* **Selected passage**:
↓

Detailed Description

Principal class for interacting with Indri indexes during retrieval. Provides the API for opening one or more Repository servers, either local or remote. Provides the API for querying the servers with the Indri query language, and additionally requesting aggregate collection statistics.


Constructor & Destructor Documentation

indri::api::QueryEnvironment::QueryEnvironment QueryEnvironment other  )  [inline, private]
 

indri::api::QueryEnvironment::QueryEnvironment  ) 
 

indri::api::QueryEnvironment::~QueryEnvironment  ) 
 


Member Function Documentation

void indri::api::QueryEnvironment::_annotateQuery indri::infnet::InferenceNetwork::MAllResults results,
const std::vector< lemur::api::DOCID_T > &  documentIDs,
std::string &  annotatorName,
indri::lang::Node queryRoot
[private]
 

void indri::api::QueryEnvironment::_copyStatistics std::vector< indri::lang::RawScorerNode * > &  scorerNodes,
indri::infnet::InferenceNetwork::MAllResults statisticsResults
[private]
 

void indri::api::QueryEnvironment::_mergeQueryResults indri::infnet::InferenceNetwork::MAllResults results,
std::vector< indri::server::QueryServerResponse * > &  responses
[private]
 

void indri::api::QueryEnvironment::_mergeServerQuery indri::infnet::InferenceNetwork::MAllResults results,
std::vector< indri::lang::Node * > &  roots,
int  resultsRequested
[private]
 

std::vector<indri::api::ScoredExtentResult> indri::api::QueryEnvironment::_runQuery indri::infnet::InferenceNetwork::MAllResults results,
const std::string &  q,
int  resultsRequested,
const std::vector< lemur::api::DOCID_T > *  documentIDs,
QueryAnnotation **  annotation,
const std::string &  queryType = "indri"
[private]
 

std::vector< indri::server::QueryServerResponse * > indri::api::QueryEnvironment::_runServerQuery std::vector< indri::lang::Node * > &  roots,
int  resultsRequested
[private]
 

void indri::api::QueryEnvironment::_scoredQuery indri::infnet::InferenceNetwork::MAllResults results,
indri::lang::Node queryRoot,
std::string &  accumulatorName,
int  resultsRequested,
const std::vector< lemur::api::DOCID_T > *  documentSet
[private]
 

void indri::api::QueryEnvironment::_sumServerQuery indri::infnet::InferenceNetwork::MAllResults results,
std::vector< indri::lang::Node * > &  roots,
int  resultsRequested
[private]
 

void indri::api::QueryEnvironment::addIndex class IndexEnvironment environment  ) 
 

Add an IndexEnvironment object. Unlike the other add calls, this one will not close the index when QueryEnvironment::close is called.

↑

* **Written instruction A**: In the QueryEnvironment documentation, list every parameter name in the signature of _runQuery.
* **Written instruction B**: Pick up the QueryEnvironment documentation after its last sentence and keep writing in the same style.

* **Segmentation dataset excerpts**:
↓

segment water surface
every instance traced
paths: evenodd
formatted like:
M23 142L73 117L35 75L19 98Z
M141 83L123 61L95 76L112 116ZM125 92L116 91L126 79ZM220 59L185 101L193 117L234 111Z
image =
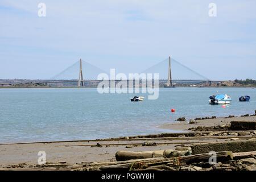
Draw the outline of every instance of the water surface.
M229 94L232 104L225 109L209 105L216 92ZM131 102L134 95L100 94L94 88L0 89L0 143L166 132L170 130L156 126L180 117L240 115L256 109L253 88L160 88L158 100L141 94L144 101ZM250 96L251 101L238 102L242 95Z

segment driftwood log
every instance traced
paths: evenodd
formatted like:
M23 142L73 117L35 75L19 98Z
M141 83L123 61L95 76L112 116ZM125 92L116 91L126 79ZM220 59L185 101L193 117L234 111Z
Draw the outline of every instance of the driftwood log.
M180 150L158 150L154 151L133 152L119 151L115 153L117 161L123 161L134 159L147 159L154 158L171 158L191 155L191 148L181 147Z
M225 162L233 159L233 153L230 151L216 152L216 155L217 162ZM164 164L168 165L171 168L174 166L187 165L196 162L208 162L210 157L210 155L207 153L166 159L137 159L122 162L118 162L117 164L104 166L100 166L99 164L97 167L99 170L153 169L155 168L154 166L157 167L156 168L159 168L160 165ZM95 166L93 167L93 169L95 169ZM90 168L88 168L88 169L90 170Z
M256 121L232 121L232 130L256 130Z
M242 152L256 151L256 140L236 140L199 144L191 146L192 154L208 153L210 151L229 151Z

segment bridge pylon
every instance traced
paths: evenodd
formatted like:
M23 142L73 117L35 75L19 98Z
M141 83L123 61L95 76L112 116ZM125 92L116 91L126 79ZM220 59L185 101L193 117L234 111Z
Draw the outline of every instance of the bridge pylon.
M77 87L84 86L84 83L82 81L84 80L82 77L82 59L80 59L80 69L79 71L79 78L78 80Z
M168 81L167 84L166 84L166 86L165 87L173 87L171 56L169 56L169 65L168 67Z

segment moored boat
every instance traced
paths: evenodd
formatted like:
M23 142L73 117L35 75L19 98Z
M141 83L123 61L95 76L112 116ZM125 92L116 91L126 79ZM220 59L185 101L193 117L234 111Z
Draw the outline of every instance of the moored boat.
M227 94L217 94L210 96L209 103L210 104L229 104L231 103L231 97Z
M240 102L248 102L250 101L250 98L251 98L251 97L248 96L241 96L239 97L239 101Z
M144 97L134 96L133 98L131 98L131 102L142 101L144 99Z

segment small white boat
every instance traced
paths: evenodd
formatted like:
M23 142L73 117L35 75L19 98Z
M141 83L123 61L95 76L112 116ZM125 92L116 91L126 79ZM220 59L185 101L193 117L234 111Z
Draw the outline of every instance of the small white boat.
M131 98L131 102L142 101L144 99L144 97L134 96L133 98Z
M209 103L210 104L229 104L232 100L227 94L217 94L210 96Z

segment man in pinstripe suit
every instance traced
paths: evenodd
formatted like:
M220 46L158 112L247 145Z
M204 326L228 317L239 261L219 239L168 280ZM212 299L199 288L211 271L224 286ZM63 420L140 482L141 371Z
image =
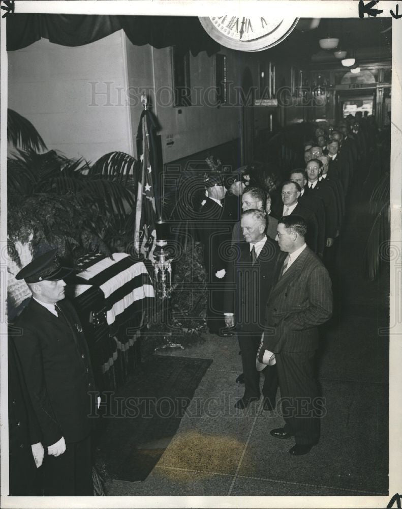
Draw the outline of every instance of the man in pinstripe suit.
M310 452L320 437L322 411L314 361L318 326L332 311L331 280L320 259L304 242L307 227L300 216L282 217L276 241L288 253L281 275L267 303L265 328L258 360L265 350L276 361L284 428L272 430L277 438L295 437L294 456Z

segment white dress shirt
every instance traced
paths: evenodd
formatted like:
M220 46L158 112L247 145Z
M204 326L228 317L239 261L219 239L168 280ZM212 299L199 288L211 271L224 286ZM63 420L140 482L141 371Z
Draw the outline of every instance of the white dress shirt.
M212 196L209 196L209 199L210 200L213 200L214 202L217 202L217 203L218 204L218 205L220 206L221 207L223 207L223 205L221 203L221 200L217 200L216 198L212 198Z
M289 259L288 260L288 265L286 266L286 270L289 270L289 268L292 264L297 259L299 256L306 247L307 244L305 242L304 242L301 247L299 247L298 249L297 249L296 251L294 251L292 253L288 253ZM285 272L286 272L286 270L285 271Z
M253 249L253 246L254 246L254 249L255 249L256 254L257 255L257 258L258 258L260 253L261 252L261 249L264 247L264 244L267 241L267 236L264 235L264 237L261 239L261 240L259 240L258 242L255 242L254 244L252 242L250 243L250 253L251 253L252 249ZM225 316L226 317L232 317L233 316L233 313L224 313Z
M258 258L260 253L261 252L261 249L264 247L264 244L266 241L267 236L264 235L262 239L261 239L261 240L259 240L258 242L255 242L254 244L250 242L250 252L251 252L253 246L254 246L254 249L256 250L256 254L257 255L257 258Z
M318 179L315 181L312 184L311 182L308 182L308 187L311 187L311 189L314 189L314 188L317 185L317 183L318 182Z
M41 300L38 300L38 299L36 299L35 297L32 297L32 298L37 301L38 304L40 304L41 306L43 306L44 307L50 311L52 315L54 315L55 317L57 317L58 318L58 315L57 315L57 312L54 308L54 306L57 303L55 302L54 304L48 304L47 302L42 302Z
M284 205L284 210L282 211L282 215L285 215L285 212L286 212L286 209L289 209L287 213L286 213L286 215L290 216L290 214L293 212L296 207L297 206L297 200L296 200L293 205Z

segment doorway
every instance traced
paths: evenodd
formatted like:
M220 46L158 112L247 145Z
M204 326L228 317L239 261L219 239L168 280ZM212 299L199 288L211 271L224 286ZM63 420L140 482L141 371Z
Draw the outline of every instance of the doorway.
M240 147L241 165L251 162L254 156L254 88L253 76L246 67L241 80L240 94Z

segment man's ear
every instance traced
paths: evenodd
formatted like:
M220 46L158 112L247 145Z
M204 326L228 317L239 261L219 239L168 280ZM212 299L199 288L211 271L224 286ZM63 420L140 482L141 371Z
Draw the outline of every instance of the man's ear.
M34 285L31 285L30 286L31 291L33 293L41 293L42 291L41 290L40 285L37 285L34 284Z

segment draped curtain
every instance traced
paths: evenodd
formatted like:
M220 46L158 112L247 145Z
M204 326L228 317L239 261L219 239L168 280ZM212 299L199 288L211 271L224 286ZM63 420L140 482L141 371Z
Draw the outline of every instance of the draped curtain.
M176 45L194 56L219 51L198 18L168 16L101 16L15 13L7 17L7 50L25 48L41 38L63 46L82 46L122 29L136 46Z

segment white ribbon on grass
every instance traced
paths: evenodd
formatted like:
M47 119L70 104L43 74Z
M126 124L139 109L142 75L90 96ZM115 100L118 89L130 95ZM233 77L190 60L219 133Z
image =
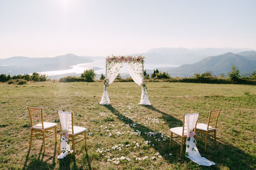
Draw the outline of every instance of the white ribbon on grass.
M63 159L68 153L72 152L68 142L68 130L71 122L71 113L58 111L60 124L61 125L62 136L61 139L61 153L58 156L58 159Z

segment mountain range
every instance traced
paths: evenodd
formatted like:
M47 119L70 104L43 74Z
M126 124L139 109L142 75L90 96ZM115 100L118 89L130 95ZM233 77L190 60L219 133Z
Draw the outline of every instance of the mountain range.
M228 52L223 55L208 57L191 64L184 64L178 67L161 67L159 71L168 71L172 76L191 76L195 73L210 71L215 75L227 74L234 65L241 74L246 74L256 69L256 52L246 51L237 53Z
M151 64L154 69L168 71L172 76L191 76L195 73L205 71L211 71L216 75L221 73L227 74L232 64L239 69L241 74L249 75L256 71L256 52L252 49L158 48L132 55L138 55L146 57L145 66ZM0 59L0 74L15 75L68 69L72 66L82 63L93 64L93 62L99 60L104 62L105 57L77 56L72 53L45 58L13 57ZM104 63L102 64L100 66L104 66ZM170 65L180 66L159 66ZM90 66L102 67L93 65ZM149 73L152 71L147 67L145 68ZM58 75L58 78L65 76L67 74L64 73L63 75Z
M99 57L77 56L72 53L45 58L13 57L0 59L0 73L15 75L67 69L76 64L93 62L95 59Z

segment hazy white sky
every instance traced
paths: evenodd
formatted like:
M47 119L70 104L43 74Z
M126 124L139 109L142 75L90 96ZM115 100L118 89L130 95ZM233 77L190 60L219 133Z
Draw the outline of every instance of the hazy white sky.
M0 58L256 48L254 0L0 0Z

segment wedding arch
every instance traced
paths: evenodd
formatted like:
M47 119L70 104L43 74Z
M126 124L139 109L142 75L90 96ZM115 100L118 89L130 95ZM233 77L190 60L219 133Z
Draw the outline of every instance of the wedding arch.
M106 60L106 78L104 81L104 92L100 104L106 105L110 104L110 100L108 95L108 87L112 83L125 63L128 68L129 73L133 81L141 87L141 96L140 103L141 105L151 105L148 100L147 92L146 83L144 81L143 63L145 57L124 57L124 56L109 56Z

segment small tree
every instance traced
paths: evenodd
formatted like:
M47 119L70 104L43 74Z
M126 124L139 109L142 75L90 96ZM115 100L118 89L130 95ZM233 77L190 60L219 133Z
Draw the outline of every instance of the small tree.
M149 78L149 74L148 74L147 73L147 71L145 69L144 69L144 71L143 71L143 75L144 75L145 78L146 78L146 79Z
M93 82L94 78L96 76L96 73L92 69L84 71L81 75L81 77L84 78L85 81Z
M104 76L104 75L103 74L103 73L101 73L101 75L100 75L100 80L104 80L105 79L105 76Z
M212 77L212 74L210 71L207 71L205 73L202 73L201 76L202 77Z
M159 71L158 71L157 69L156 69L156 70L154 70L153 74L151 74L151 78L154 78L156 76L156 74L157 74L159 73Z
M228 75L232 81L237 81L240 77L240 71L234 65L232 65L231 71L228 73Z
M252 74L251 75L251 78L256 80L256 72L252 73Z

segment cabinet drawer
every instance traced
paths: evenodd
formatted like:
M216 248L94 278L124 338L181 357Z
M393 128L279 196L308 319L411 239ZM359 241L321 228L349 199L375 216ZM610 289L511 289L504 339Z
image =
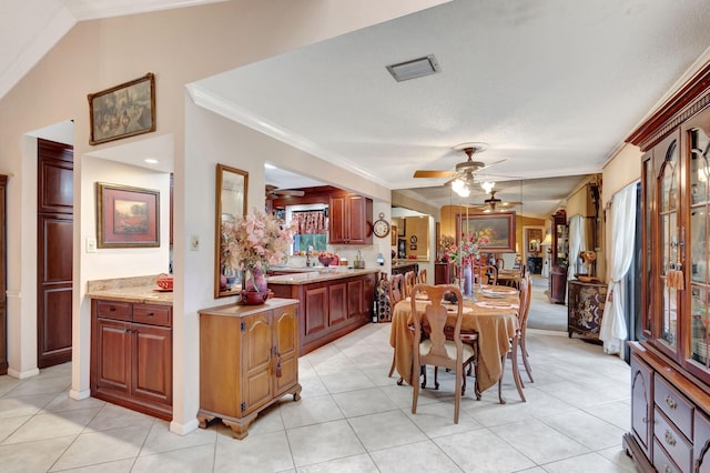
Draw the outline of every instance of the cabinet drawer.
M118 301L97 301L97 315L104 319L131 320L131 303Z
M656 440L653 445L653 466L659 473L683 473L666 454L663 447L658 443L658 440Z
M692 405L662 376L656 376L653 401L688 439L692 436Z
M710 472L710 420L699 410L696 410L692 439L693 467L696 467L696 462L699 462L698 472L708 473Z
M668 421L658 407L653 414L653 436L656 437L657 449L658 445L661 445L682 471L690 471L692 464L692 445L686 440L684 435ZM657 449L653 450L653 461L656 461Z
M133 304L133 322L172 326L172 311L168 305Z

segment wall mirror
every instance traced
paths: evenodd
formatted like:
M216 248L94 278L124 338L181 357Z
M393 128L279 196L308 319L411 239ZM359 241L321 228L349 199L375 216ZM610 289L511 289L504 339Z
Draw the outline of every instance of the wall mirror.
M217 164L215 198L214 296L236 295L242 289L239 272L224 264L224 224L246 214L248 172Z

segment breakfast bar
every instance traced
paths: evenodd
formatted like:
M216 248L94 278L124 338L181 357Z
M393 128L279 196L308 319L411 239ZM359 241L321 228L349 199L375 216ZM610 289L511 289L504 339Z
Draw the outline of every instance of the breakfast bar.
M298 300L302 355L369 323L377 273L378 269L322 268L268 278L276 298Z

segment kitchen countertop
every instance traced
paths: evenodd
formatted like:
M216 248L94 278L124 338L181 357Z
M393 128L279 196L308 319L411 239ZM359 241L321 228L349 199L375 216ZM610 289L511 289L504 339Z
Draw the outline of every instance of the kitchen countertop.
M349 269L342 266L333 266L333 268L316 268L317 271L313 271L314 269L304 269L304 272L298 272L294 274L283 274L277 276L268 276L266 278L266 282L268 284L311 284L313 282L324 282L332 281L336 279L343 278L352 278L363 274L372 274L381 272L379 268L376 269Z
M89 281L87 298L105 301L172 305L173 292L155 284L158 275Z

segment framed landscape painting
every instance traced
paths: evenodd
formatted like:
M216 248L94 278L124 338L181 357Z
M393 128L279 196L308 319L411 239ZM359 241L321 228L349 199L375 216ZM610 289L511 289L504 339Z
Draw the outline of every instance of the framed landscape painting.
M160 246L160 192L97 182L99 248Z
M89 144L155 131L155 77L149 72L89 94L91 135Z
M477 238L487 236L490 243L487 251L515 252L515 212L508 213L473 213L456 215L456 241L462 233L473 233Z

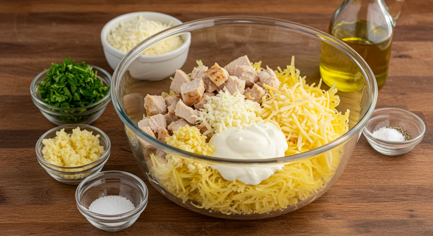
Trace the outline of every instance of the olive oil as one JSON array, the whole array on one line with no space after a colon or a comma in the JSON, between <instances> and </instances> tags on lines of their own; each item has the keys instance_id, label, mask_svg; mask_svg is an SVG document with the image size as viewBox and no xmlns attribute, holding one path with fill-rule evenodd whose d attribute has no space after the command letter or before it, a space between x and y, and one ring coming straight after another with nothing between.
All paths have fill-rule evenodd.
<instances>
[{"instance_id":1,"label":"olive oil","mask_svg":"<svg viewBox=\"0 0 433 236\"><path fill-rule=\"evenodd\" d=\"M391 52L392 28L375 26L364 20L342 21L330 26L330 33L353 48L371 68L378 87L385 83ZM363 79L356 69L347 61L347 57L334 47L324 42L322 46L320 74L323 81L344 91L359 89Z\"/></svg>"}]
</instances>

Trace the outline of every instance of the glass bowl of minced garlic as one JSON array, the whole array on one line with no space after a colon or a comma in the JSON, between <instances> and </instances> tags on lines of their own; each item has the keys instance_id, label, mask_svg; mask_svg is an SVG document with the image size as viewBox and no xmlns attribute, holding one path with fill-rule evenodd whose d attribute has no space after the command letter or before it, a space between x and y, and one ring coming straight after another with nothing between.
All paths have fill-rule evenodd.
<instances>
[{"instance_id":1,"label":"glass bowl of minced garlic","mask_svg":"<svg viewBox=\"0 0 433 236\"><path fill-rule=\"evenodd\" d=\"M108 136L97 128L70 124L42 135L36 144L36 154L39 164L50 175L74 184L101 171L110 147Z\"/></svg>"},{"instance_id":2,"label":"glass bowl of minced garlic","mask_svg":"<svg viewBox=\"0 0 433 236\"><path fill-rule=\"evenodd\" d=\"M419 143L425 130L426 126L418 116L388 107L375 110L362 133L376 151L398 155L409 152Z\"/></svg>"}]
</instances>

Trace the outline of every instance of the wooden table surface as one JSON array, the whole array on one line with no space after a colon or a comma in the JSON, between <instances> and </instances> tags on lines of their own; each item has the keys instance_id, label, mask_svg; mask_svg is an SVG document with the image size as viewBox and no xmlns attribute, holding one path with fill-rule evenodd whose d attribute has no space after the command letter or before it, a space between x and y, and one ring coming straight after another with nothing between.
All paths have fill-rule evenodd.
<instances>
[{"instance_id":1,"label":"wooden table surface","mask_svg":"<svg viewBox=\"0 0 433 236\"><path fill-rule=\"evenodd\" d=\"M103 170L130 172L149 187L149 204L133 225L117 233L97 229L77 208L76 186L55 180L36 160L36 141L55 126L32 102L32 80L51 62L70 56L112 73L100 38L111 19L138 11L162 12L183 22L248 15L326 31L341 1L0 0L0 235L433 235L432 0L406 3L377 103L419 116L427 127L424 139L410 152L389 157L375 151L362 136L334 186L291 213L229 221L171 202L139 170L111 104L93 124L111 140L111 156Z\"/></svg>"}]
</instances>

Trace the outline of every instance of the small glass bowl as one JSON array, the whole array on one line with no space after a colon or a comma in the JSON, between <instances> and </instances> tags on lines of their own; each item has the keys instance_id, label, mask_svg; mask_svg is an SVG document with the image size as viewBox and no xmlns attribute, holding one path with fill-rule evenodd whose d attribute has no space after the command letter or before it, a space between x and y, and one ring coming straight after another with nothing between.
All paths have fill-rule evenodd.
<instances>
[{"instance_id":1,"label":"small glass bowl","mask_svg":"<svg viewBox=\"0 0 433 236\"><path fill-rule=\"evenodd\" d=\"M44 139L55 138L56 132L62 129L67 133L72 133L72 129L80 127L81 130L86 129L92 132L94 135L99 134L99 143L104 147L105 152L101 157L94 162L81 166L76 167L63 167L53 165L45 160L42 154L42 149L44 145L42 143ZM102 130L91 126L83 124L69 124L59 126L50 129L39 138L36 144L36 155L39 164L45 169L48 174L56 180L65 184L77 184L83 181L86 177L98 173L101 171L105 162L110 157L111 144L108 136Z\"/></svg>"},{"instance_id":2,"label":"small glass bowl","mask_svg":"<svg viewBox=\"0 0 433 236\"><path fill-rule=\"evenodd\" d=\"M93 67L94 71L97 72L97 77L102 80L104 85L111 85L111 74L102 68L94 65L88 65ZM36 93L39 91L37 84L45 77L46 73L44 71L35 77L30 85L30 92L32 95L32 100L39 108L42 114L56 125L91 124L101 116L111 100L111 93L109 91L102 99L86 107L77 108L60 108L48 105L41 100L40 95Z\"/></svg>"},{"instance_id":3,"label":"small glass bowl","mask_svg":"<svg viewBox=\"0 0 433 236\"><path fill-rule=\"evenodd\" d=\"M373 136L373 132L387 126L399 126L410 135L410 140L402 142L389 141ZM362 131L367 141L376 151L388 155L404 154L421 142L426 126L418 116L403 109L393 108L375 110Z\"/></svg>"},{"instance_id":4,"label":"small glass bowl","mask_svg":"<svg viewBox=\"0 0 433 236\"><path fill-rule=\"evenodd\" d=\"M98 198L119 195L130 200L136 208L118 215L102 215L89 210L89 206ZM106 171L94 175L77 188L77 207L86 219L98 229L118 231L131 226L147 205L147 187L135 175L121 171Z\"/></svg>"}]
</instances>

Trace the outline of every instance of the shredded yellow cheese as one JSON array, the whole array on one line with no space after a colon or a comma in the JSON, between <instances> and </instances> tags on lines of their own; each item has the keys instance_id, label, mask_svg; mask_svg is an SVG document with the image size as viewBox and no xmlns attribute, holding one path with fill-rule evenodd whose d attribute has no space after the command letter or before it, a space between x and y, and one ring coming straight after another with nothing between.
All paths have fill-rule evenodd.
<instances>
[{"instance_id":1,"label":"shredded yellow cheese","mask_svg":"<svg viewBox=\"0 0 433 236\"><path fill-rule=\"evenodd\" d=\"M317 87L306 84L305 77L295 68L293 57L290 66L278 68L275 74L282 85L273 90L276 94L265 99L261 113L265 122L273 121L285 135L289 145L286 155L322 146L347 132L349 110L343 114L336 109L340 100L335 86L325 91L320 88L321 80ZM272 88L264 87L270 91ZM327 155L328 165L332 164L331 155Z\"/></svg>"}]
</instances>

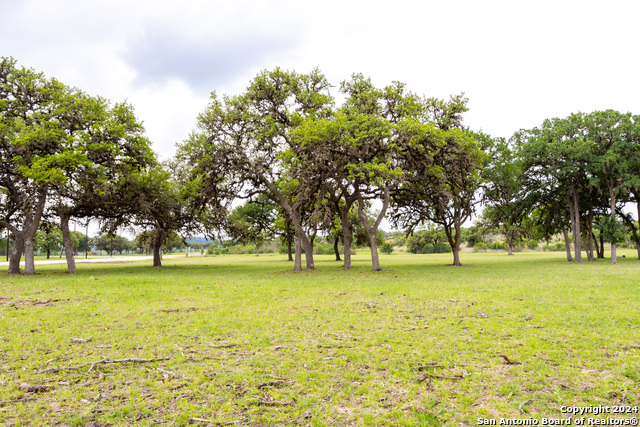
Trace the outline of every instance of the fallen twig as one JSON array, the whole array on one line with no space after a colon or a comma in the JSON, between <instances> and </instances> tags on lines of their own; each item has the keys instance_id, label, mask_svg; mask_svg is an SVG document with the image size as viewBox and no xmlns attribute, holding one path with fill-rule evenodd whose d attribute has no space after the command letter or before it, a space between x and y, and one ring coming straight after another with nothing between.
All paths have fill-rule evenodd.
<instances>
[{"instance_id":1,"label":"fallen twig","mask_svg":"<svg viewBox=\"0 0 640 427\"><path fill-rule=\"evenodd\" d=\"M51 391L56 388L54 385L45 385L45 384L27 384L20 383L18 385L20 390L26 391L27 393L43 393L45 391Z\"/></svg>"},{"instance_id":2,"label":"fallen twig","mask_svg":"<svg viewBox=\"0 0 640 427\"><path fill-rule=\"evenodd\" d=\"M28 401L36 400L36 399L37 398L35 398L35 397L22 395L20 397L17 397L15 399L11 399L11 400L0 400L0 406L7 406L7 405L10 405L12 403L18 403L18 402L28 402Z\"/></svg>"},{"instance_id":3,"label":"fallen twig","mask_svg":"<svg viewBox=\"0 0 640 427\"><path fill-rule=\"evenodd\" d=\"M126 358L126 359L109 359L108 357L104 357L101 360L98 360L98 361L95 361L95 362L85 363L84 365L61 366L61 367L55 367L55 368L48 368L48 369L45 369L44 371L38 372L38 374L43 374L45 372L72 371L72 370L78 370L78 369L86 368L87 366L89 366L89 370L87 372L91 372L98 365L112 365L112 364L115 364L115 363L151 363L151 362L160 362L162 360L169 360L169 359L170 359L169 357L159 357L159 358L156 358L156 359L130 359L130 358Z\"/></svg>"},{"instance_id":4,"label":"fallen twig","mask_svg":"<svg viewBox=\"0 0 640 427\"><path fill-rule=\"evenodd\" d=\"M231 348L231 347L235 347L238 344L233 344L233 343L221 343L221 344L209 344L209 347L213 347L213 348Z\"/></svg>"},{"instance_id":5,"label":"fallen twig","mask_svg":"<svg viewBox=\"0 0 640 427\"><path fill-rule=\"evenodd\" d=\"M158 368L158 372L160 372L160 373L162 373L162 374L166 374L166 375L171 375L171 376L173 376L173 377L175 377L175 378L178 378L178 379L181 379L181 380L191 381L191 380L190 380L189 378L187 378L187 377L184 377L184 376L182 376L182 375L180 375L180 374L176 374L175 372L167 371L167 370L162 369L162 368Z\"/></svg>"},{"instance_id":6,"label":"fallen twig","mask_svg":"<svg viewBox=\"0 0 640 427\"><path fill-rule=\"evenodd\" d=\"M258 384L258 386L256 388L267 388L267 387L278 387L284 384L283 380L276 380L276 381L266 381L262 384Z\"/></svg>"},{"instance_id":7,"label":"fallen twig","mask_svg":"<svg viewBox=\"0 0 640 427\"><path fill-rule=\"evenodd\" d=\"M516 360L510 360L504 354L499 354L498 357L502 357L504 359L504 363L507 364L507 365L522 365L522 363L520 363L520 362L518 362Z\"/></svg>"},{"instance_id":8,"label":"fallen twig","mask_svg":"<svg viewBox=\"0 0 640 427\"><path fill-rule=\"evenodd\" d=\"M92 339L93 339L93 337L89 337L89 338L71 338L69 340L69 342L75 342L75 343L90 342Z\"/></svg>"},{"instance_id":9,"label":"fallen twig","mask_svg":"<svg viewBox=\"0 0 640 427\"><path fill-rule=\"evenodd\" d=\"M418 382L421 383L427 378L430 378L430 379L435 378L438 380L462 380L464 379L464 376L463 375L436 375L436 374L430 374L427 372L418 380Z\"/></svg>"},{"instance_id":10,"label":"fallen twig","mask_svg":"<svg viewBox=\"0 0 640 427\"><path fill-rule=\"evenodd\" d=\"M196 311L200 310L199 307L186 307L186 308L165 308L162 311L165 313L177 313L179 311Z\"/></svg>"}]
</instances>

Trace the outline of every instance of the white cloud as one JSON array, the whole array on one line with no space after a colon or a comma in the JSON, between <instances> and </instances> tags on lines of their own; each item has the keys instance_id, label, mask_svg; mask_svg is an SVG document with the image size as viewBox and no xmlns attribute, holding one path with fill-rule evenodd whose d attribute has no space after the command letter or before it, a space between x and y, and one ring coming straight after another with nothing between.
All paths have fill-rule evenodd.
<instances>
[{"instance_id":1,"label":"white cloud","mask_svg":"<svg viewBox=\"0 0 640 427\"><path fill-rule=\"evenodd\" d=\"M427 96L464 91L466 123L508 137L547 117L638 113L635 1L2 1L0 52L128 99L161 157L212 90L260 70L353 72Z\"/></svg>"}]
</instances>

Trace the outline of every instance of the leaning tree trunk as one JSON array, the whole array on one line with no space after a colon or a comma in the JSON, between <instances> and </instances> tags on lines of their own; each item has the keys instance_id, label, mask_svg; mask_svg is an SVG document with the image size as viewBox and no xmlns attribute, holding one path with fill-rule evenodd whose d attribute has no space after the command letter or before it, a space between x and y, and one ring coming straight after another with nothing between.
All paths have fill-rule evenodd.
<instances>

↑

* **Task output A**: results, q, resultsRequested, documentIDs, annotation, queryType

* **Task output B**:
Parameters:
environment an IndexEnvironment instance

void indri::api::QueryEnvironment::addIndex const std::string &  pathname  ) 
 

Add a local repository.

Parameters:
pathname the path to the repository.

void indri::api::QueryEnvironment::addServer const std::string &  hostname  ) 
 

Add a remote server.

Parameters:
hostname the host the server is running on

void indri::api::QueryEnvironment::close  ) 
 

Close the QueryEnvironment.

INT64 indri::api::QueryEnvironment::documentCount const std::string &  term  ) 
 

Return total number of documents containing term in the collection.

Parameters:
term the term to count documents for.
Returns:
total number of documents containing term in the aggregated collection

INT64 indri::api::QueryEnvironment::documentCount  ) 
 

Return total number of documents in the collection.

Returns:
total number of documents in the aggregated collection

std::vector< DOCID_T > indri::api::QueryEnvironment::documentIDsFromMetadata const std::string &  attributeName,
const std::vector< std::string > &  attributeValue
 

Return a list of document IDs where the document has a metadata key that matches attributeName, with a value matching one of the attributeValues.

Parameters:
attributeName the name of the metadata attribute (e.g. 'url' or 'docno')
attributeValue values that the metadata attribute should match
Returns:
a vector of ParsedDocuments that match the given metadata criteria

int indri::api::QueryEnvironment::documentLength lemur::api::DOCID_T  documentID  ) 
 

Return the length of a document.

Parameters:
documentID the document id.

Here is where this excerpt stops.